(WRITTEN INSTRUCTION)
Repeat the lines that follow, leaving nothing out.

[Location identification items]
━━━━━━━━━━━━━━━━━━━━━━━━━━━━━━
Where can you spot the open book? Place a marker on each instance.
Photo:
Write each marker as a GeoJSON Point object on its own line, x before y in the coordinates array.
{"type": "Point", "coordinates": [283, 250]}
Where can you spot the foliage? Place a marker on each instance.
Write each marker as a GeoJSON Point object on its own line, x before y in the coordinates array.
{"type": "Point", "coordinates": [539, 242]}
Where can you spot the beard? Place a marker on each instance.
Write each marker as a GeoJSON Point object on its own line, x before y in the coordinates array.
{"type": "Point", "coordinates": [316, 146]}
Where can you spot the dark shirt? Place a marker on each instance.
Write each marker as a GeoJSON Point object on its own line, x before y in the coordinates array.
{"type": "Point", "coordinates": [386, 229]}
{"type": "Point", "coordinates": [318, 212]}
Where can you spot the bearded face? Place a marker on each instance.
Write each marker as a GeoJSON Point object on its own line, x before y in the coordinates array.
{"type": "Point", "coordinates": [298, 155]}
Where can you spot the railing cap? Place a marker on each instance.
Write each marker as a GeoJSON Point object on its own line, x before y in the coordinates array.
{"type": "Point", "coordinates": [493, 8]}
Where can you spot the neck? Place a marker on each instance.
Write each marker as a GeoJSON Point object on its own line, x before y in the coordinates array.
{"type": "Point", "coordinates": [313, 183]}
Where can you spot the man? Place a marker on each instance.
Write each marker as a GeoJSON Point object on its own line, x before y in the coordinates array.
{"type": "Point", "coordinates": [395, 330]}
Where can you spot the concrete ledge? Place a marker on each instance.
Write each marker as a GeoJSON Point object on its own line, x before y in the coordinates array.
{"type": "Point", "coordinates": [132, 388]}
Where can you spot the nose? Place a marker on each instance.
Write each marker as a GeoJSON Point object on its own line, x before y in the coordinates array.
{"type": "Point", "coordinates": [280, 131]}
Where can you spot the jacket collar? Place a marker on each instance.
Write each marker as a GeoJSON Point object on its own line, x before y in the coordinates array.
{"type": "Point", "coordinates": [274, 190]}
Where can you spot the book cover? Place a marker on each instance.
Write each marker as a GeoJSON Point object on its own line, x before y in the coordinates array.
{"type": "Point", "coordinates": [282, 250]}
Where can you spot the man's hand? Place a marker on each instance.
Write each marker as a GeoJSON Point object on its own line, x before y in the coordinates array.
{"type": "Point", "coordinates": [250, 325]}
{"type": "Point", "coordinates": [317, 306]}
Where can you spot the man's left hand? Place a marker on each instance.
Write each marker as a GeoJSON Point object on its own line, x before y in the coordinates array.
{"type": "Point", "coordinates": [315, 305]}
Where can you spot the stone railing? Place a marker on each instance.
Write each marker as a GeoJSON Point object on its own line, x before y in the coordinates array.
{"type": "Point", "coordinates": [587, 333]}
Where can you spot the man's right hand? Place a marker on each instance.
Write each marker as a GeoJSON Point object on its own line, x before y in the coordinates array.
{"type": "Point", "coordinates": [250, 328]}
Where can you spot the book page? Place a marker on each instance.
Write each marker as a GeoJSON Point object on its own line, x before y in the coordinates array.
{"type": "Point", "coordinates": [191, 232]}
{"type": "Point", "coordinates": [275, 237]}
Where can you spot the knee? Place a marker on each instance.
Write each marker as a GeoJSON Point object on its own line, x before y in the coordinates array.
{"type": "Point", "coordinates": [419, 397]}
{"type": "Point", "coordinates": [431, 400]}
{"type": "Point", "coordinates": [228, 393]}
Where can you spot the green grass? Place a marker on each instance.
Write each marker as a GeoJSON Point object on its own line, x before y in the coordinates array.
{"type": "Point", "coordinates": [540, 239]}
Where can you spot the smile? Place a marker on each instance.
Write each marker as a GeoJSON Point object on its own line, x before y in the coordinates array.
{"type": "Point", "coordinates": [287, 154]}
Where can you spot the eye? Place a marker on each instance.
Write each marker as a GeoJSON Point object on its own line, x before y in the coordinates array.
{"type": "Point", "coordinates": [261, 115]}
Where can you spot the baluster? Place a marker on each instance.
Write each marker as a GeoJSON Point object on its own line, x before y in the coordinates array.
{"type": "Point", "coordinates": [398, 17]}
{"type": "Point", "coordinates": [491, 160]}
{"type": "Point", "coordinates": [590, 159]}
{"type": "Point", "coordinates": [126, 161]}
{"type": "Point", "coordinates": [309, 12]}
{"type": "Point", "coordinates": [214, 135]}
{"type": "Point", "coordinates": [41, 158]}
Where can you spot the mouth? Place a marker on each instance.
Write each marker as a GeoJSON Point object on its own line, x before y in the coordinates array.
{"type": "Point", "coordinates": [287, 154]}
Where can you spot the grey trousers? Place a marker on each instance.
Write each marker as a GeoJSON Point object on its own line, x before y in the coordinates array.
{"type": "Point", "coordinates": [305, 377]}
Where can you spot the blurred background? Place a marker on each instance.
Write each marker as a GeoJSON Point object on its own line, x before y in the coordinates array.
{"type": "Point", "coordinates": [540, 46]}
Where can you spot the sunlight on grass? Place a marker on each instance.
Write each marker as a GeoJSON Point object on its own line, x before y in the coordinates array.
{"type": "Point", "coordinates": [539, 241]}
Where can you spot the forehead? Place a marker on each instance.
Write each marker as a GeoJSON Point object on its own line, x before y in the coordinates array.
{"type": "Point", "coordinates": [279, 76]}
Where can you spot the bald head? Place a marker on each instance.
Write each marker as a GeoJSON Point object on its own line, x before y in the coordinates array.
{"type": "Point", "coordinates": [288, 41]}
━━━━━━━━━━━━━━━━━━━━━━━━━━━━━━
(TASK OUTPUT)
Where can you spot the open book? Place a marker on each instance.
Photo:
Write each marker as a GeoJSON Point object on its own line, x before y in the coordinates array.
{"type": "Point", "coordinates": [283, 250]}
Where can you spot the foliage? Place a marker on each instance.
Write each marker as a GeoJSON Point object on its own line, x before y in the coordinates array.
{"type": "Point", "coordinates": [539, 242]}
Where can you spot the beard? Place a marker on each instance.
Write each marker as a GeoJSON Point object on its own line, x before y in the coordinates array.
{"type": "Point", "coordinates": [316, 146]}
Where can you spot the dark shirt? Place a marker on each instance.
Write each marker as a GeoJSON Point object on its own line, x before y in the coordinates array.
{"type": "Point", "coordinates": [386, 229]}
{"type": "Point", "coordinates": [318, 212]}
Where can you spot the bearded face? Place a marker on each instance.
Write each marker as a GeoJSON Point object on its own line, x before y in the coordinates array.
{"type": "Point", "coordinates": [298, 155]}
Where can you spot the railing cap? Place a marker on each instance.
Write each marker as a GeoJSON Point object on its own line, x before y in the coordinates array.
{"type": "Point", "coordinates": [493, 8]}
Where can you spot the neck? Place a marker on each instance.
Write each marker as a GeoJSON Point object on its own line, x before y in the coordinates array.
{"type": "Point", "coordinates": [313, 183]}
Where can you spot the man? Place a marker on each instance.
Write each marker as a GeoJSON Point object on its own line, x before y in the coordinates array.
{"type": "Point", "coordinates": [395, 330]}
Where can you spot the concrete ledge? Place a marker on each instance.
Write each marker as a GeoJSON Point object on its own line, x before y in the coordinates array.
{"type": "Point", "coordinates": [132, 388]}
Where can you spot the nose? Place a marker on each instance.
Write each marker as a GeoJSON Point object on its own line, x before y in the coordinates array.
{"type": "Point", "coordinates": [280, 131]}
Where can you spot the jacket collar? Place a marker on each instance.
Write each marker as a GeoJSON Point object on its own line, x before y in the coordinates array.
{"type": "Point", "coordinates": [274, 190]}
Where can you spot the book cover? Place a marker on each instance.
Write each marker as a GeoJSON Point object on its own line, x before y in the coordinates array.
{"type": "Point", "coordinates": [282, 250]}
Where can you spot the man's hand? Place a marker on each instance.
Write each marker as a GeoJSON Point object on its own line, x before y in the coordinates array.
{"type": "Point", "coordinates": [250, 325]}
{"type": "Point", "coordinates": [317, 306]}
Where can you spot the man's left hand? Place a marker on each instance.
Write each marker as a GeoJSON Point object on its own line, x before y in the coordinates array.
{"type": "Point", "coordinates": [315, 305]}
Where can you spot the stone railing? Place a marker on each instance.
Write each marker as a GeoJSON Point object on its own line, x before y in the coordinates array.
{"type": "Point", "coordinates": [587, 333]}
Where can you spot the man's right hand? Place a marker on each instance.
Write each marker as a GeoJSON Point object on its own line, x before y in the coordinates array.
{"type": "Point", "coordinates": [250, 328]}
Where can you spot the book page? Place a marker on each instance.
Write each marker as a GeoJSON Point object on its own line, x before y in the coordinates array.
{"type": "Point", "coordinates": [191, 232]}
{"type": "Point", "coordinates": [275, 237]}
Where can you spot the knee? Place a marker on each instance.
Write each marker as a GeoJSON Point object on its own line, x before y in the coordinates array.
{"type": "Point", "coordinates": [419, 397]}
{"type": "Point", "coordinates": [431, 400]}
{"type": "Point", "coordinates": [228, 393]}
Where can you spot the green grass? Place a marker on each instance.
Write each marker as a GeoJSON Point object on its own line, x before y in the coordinates array.
{"type": "Point", "coordinates": [540, 239]}
Where can you spot the smile? Place a marker on each instance.
Write each marker as a GeoJSON Point object on its own line, x before y in the coordinates array.
{"type": "Point", "coordinates": [287, 154]}
Where can you spot the eye? Place a marker on each instance.
Write each marker as a GeoJSON Point object on its own line, x before y in the coordinates array.
{"type": "Point", "coordinates": [261, 115]}
Where can you spot the baluster? Place a marker on each instance.
Write each marker as a GeoJSON Point object on its own line, x before y in the coordinates array.
{"type": "Point", "coordinates": [398, 17]}
{"type": "Point", "coordinates": [491, 160]}
{"type": "Point", "coordinates": [590, 159]}
{"type": "Point", "coordinates": [126, 161]}
{"type": "Point", "coordinates": [309, 12]}
{"type": "Point", "coordinates": [214, 135]}
{"type": "Point", "coordinates": [41, 158]}
Where can you spot the mouth? Place a marker on each instance.
Write each marker as a GeoJSON Point object on its own line, x before y in the coordinates array.
{"type": "Point", "coordinates": [287, 154]}
Where can you spot the grey trousers? Place a marker on each instance.
Write each marker as a GeoJSON Point object on its own line, x before y in the coordinates array.
{"type": "Point", "coordinates": [305, 377]}
Where can you spot the blurred background? Place a marker on each instance.
Write each marker as a GeoJSON Point object on its own line, x before y in the coordinates array.
{"type": "Point", "coordinates": [540, 46]}
Where can you spot the sunlight on grass? Place a marker on each instance.
Write each marker as a GeoJSON Point object on its own line, x before y in the coordinates array.
{"type": "Point", "coordinates": [539, 241]}
Where can you spot the forehead? Place a marker on each instance.
Write each marker as a GeoJSON Point object on its own line, x before y in the coordinates array.
{"type": "Point", "coordinates": [279, 76]}
Where can you spot the bald head? Place a marker on each instance.
Write each marker as a GeoJSON Point object on its own line, x before y in the coordinates array.
{"type": "Point", "coordinates": [288, 41]}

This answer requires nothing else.